TAREFAS PROPOSTAS:
- 1) Indique se cada afirmação a seguir está de acordo com o texto sobre o blog Encrespo e não aliso!. Responda sim ou não e cite, entre aspas e sem alterações, as palavras do texto que decidem a resposta.
(a) Na terra de quem escreve, "alisar" tem a conotação de ser condescendente com algo.
(b) O blog trata do racismo manifesto sobretudo pela mídia e pela literatura voltadas ao público adulto.
(c) Quem escreve afirma ter um alvo mais profundo que as raízes do racismo.
- 2) Responda às perguntas abaixo com base no texto sobre o blog Encrespo e não aliso!.
(a) Que ideia a palavra "encrespar" dá na terra de quem escreve?
(b) Quem ensinou a concentrar a energia de criação e a buscar a gênese?
(c) Que imagem a mente tem em sua grande tela?
- 3) Escreva a continuação do texto sobre o blog Encrespo e não aliso!, começando logo após a última frase.

TEXTO APRESENTADO:
Encrespando

"Encrespar", na minha terra, dá a ideia de incômodo, de indignação, de alguém que deu um salto de seu lugar de conforto por algo que o incomodou. Já "alisar" é usado com a conotação de quando alguém é condescendente com algo.
Encrespo e não aliso! é um blog feito para relatar o incômodo do racismo em nossa sociedade, especialmente manifesto pela mídia e literatura voltadas ao público infantil. Sem condescendências.
Minha filha me ensinou, desde seus primeiros movimentos, a concentrar a energia de criação e a buscar a gênese. Sim, pretensiosamente, hoje, tenho um alvo mais profundo que as raízes do racismo: a sua semente. Para que não fecunde os corações das novas pessoas, dessas crianças que são nossos filhos e filhas; para que não dê mais frutos, aquelas sementes não podem mais encontrar solos férteis para renascerem racismos no mundo.
Estou mais silenciosa, mas a mente fervilha, tendo em sua grande tela a imagem de um jardim de flores multicoloridas.

ENTRADAS DO CONJUNTO:
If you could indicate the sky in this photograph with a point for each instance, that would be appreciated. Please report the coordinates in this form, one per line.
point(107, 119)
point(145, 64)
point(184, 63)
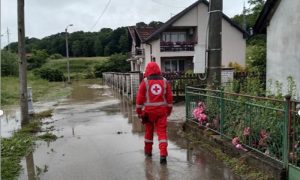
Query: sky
point(46, 17)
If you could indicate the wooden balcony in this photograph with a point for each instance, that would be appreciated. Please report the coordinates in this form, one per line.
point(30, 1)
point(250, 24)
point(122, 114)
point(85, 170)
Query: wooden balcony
point(178, 46)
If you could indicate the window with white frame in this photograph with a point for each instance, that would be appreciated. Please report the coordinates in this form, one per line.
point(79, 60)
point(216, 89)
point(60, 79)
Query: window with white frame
point(174, 65)
point(174, 36)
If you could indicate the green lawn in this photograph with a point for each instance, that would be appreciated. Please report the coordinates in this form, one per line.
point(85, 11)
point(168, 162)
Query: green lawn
point(77, 65)
point(41, 89)
point(80, 67)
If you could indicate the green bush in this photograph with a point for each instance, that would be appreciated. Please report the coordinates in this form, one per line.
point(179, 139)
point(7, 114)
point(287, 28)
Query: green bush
point(116, 63)
point(9, 64)
point(50, 74)
point(38, 58)
point(56, 56)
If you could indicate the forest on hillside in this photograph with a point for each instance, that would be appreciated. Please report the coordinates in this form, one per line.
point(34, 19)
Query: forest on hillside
point(105, 42)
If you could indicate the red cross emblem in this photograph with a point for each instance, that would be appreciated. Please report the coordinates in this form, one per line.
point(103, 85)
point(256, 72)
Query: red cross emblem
point(156, 89)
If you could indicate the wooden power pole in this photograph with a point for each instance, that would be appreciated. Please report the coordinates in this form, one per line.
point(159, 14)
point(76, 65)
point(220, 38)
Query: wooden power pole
point(215, 43)
point(22, 64)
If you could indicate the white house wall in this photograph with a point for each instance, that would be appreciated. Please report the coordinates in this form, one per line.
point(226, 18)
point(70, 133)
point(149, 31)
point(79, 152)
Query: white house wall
point(233, 43)
point(283, 45)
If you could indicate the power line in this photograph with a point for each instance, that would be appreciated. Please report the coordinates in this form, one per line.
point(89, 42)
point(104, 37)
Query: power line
point(163, 4)
point(98, 19)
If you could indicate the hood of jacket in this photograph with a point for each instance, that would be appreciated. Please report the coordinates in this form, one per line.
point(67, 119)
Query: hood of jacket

RESPOSTAS ESPERADAS:
- 1)
(a) Sim: "Já "alisar" é usado com a conotação de quando alguém é condescendente com algo."
(b) Não: "especialmente manifesto pela mídia e literatura voltadas ao público infantil"
(c) Sim: "tenho um alvo mais profundo que as raízes do racismo: a sua semente"

- 2)
(a) Dá a ideia de incômodo, de indignação, de alguém que deu um salto de seu lugar de conforto por algo que o incomodou.
(b) A filha de quem escreve, desde seus primeiros movimentos.
(c) A imagem de um jardim de flores multicoloridas.

- 3)
sexta-feira, 9 de março de 2012

Chapinha em Laranjinha?








Uma das primeiras coisas que compreendi, como mãe, é o desafio do entorno. O desafio do entorno quer dizer que nossa educação não é apenas nossa palavra, nosso exemplo, muito embora sejam esses os pilares - acredito sim - da educação de uma filha ou um filho. O entorno, o ambiente físico e social, obviamente, nos compõem como seres humanos. Como Marx dizia, não somos qual mônada isolada, dobrada em si mesma, mas seres sociais, cujas próprias forças devem ser organizadas como forças sociais, se estamos buscando a emancipação humana, verdadeiramente. Em outras palavras, quando cuidei das primeiríssimas interações de minha filha, compreendi realmente que não há como mudar o mundo se não mudarmos a nós mesmas(os), assim como não há sentido mudar a nós mesmos se não for também para melhorar o mundo. E, nessa relação dialética, a função materna é muito mais trabalhosa que a de militante de movimento social. Com certeza.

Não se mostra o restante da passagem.